> Action item
Restate the whole of the data below word for word, skipping the images.

> Information
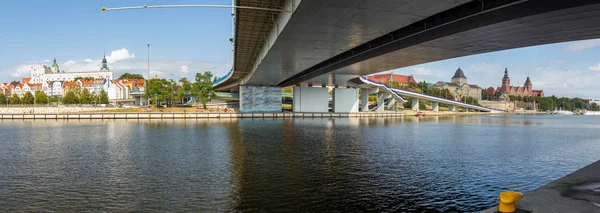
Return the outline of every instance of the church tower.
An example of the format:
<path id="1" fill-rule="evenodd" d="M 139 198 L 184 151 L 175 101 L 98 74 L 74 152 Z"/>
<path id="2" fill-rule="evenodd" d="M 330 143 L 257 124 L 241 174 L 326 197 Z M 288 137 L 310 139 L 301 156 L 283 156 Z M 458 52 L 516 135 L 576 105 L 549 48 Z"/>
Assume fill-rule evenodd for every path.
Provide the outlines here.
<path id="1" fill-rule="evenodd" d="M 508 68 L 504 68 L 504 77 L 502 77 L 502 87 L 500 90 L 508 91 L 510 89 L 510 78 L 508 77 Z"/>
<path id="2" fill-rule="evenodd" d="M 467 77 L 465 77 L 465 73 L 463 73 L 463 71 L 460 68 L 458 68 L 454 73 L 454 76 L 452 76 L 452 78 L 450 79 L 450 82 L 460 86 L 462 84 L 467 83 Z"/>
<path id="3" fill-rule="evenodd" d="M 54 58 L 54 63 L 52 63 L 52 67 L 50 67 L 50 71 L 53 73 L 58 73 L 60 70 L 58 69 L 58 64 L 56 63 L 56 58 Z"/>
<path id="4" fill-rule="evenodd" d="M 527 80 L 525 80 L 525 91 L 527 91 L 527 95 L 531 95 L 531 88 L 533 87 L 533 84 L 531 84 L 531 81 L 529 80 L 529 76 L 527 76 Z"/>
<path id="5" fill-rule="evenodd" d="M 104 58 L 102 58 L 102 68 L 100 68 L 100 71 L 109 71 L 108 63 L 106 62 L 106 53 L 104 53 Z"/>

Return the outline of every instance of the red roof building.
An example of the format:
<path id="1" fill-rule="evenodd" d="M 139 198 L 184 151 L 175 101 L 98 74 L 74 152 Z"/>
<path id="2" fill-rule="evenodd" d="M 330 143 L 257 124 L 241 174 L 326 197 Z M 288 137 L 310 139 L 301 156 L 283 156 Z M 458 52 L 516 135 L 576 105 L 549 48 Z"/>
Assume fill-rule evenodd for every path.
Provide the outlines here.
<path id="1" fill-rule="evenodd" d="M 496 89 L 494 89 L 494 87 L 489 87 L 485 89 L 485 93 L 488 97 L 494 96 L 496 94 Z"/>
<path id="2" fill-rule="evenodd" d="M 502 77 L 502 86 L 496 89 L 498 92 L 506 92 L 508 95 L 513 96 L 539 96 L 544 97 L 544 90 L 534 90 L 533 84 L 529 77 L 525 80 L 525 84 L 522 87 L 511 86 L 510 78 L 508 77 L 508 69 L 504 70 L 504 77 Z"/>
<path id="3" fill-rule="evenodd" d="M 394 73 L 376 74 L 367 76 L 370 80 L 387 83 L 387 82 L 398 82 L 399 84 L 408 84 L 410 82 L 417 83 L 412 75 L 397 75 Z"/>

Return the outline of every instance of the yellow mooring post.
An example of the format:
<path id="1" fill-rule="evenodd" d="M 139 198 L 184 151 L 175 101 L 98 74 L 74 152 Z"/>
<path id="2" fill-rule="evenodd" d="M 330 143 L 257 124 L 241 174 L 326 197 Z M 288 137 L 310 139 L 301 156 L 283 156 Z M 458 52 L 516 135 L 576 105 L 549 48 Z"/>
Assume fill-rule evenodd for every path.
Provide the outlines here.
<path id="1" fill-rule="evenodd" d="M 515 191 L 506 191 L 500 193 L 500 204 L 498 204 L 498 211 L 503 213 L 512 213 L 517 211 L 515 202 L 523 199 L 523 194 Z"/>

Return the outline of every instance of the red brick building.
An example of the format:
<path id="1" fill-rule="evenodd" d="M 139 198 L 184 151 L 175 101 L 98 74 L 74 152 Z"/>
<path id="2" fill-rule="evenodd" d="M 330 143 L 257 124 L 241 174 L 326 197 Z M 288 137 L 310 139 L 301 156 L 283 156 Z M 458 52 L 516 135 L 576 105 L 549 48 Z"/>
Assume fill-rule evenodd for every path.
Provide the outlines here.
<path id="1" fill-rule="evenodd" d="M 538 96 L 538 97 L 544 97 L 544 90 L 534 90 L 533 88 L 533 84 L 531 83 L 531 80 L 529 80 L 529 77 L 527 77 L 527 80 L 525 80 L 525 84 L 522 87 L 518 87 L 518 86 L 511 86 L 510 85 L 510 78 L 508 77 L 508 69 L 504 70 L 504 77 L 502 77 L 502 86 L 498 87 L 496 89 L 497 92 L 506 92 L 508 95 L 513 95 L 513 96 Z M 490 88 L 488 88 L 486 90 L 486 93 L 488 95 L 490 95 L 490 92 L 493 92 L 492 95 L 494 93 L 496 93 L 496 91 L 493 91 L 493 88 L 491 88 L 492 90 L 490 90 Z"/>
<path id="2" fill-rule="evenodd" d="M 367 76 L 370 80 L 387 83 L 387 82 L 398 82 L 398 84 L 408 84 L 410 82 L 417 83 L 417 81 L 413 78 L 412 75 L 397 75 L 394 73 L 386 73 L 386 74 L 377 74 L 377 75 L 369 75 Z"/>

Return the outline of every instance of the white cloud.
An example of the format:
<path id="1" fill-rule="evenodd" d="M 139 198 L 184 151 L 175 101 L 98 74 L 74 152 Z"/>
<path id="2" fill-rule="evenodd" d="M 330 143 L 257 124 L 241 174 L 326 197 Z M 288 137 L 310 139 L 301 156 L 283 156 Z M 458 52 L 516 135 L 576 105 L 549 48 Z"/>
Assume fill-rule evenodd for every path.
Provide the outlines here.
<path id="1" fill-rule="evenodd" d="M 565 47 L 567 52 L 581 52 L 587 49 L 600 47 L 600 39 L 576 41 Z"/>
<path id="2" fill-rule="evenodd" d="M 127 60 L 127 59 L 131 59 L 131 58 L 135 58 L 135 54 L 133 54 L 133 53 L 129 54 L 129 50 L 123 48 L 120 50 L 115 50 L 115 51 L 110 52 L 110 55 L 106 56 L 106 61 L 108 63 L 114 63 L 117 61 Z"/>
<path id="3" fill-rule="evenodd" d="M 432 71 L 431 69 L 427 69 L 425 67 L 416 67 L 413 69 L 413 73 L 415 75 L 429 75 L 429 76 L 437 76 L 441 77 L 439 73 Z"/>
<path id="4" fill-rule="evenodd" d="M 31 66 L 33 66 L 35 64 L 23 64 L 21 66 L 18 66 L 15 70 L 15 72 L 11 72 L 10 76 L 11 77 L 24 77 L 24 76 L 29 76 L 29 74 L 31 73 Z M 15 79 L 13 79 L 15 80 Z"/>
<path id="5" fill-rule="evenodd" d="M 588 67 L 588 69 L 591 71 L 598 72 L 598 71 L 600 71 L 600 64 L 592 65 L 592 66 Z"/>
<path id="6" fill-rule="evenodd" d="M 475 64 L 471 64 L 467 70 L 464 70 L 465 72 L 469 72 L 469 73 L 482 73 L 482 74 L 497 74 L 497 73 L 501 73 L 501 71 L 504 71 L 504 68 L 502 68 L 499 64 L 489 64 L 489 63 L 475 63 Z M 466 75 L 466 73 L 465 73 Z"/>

> Task response
Return the outline of every instance of the church tower.
An example of the format:
<path id="1" fill-rule="evenodd" d="M 139 198 L 184 151 L 175 101 L 98 74 L 74 152 Z"/>
<path id="2" fill-rule="evenodd" d="M 330 143 L 257 124 L 241 174 L 326 197 Z M 288 137 L 310 139 L 301 156 L 283 156 Z M 458 52 L 516 135 L 576 105 L 549 48 Z"/>
Assume fill-rule evenodd for every path.
Provide the outlines here.
<path id="1" fill-rule="evenodd" d="M 508 68 L 504 68 L 504 77 L 502 77 L 502 87 L 500 90 L 508 91 L 510 89 L 510 78 L 508 77 Z"/>
<path id="2" fill-rule="evenodd" d="M 467 77 L 465 77 L 465 73 L 463 73 L 463 71 L 460 68 L 458 68 L 454 73 L 454 76 L 452 76 L 452 78 L 450 79 L 450 82 L 460 86 L 462 84 L 467 83 Z"/>
<path id="3" fill-rule="evenodd" d="M 54 58 L 54 63 L 52 63 L 52 67 L 50 67 L 50 71 L 53 73 L 58 73 L 60 70 L 58 69 L 58 64 L 56 63 L 56 58 Z"/>
<path id="4" fill-rule="evenodd" d="M 527 80 L 525 80 L 525 91 L 527 91 L 527 95 L 531 95 L 531 88 L 533 87 L 533 84 L 531 84 L 531 81 L 529 80 L 529 76 L 527 76 Z"/>
<path id="5" fill-rule="evenodd" d="M 104 58 L 102 58 L 102 68 L 100 68 L 100 71 L 109 71 L 108 63 L 106 62 L 106 53 L 104 53 Z"/>

Return the outline of every instance of the red roof building.
An example of the format:
<path id="1" fill-rule="evenodd" d="M 139 198 L 184 151 L 175 101 L 98 74 L 74 152 Z"/>
<path id="2" fill-rule="evenodd" d="M 330 143 L 257 124 L 241 174 L 326 197 Z M 288 137 L 310 139 L 301 156 L 283 156 Z M 458 52 L 516 135 L 576 105 L 549 48 Z"/>
Assume fill-rule evenodd for every path.
Provide the outlines here.
<path id="1" fill-rule="evenodd" d="M 496 89 L 494 89 L 494 87 L 489 87 L 485 89 L 485 93 L 488 97 L 494 96 L 496 94 Z"/>
<path id="2" fill-rule="evenodd" d="M 502 77 L 502 86 L 496 89 L 498 92 L 506 92 L 508 95 L 513 96 L 539 96 L 544 97 L 544 90 L 534 90 L 533 84 L 529 77 L 525 80 L 525 84 L 522 87 L 511 86 L 510 78 L 508 77 L 508 69 L 504 70 L 504 77 Z"/>
<path id="3" fill-rule="evenodd" d="M 394 73 L 376 74 L 367 76 L 370 80 L 387 83 L 387 82 L 398 82 L 399 84 L 408 84 L 410 82 L 417 83 L 412 75 L 397 75 Z"/>

Return the outline of every instance of the yellow mooring post.
An example of the format:
<path id="1" fill-rule="evenodd" d="M 139 198 L 184 151 L 175 101 L 98 74 L 74 152 Z"/>
<path id="2" fill-rule="evenodd" d="M 330 143 L 257 124 L 241 174 L 326 197 Z M 288 137 L 310 139 L 301 156 L 283 156 Z M 458 52 L 516 135 L 576 105 L 549 48 Z"/>
Assume fill-rule evenodd for every path.
Provide the outlines here.
<path id="1" fill-rule="evenodd" d="M 515 191 L 506 191 L 500 193 L 500 204 L 498 204 L 498 211 L 503 213 L 512 213 L 517 211 L 515 202 L 523 199 L 523 194 Z"/>

Return the outline of every instance of the red brick building.
An example of the format:
<path id="1" fill-rule="evenodd" d="M 139 198 L 184 151 L 175 101 L 98 74 L 74 152 Z"/>
<path id="2" fill-rule="evenodd" d="M 330 143 L 257 124 L 241 174 L 326 197 Z M 288 137 L 310 139 L 301 156 L 283 156 Z M 458 52 L 516 135 L 576 105 L 549 48 Z"/>
Assume fill-rule evenodd for every path.
Provide the outlines here.
<path id="1" fill-rule="evenodd" d="M 538 96 L 538 97 L 544 97 L 544 90 L 534 90 L 533 88 L 533 84 L 531 83 L 531 80 L 529 80 L 529 77 L 527 77 L 527 80 L 525 80 L 525 84 L 522 87 L 518 87 L 518 86 L 511 86 L 510 85 L 510 78 L 508 77 L 508 69 L 504 70 L 504 77 L 502 77 L 502 86 L 498 87 L 496 89 L 497 92 L 506 92 L 508 95 L 513 95 L 513 96 Z M 490 88 L 488 88 L 486 90 L 486 93 L 488 95 L 490 95 L 490 92 L 493 92 L 492 95 L 494 93 L 496 93 L 496 91 L 493 91 L 493 88 L 491 88 L 492 90 L 490 90 Z"/>
<path id="2" fill-rule="evenodd" d="M 367 76 L 370 80 L 387 83 L 387 82 L 398 82 L 398 84 L 408 84 L 410 82 L 417 83 L 417 81 L 413 78 L 412 75 L 397 75 L 394 73 L 386 73 L 386 74 L 377 74 L 377 75 L 369 75 Z"/>

Return the outline of every instance of the white cloud.
An example of the format:
<path id="1" fill-rule="evenodd" d="M 139 198 L 184 151 L 175 101 L 98 74 L 74 152 Z"/>
<path id="2" fill-rule="evenodd" d="M 330 143 L 257 124 L 241 174 L 326 197 Z M 288 137 L 310 139 L 301 156 L 283 156 Z M 458 52 L 516 135 L 576 105 L 549 48 Z"/>
Assume fill-rule evenodd for every path.
Provide the outlines here.
<path id="1" fill-rule="evenodd" d="M 565 47 L 567 52 L 581 52 L 587 49 L 600 47 L 600 39 L 576 41 Z"/>
<path id="2" fill-rule="evenodd" d="M 127 60 L 127 59 L 131 59 L 131 58 L 135 58 L 135 54 L 133 54 L 133 53 L 129 54 L 129 50 L 123 48 L 120 50 L 115 50 L 115 51 L 110 52 L 110 55 L 106 56 L 106 61 L 108 63 L 114 63 L 117 61 Z"/>
<path id="3" fill-rule="evenodd" d="M 432 71 L 431 69 L 427 69 L 425 67 L 416 67 L 413 69 L 413 73 L 415 75 L 429 75 L 429 76 L 437 76 L 441 77 L 439 73 Z"/>
<path id="4" fill-rule="evenodd" d="M 31 66 L 33 66 L 35 64 L 23 64 L 21 66 L 18 66 L 15 70 L 15 72 L 11 72 L 10 76 L 11 77 L 24 77 L 24 76 L 29 76 L 29 74 L 31 73 Z M 15 79 L 13 79 L 15 80 Z"/>
<path id="5" fill-rule="evenodd" d="M 588 67 L 588 69 L 591 71 L 598 72 L 598 71 L 600 71 L 600 64 L 592 65 L 592 66 Z"/>
<path id="6" fill-rule="evenodd" d="M 475 64 L 471 64 L 467 70 L 464 70 L 465 72 L 469 72 L 469 73 L 482 73 L 482 74 L 497 74 L 497 73 L 501 73 L 501 71 L 504 71 L 504 68 L 502 68 L 499 64 L 489 64 L 489 63 L 475 63 Z M 466 75 L 466 73 L 465 73 Z"/>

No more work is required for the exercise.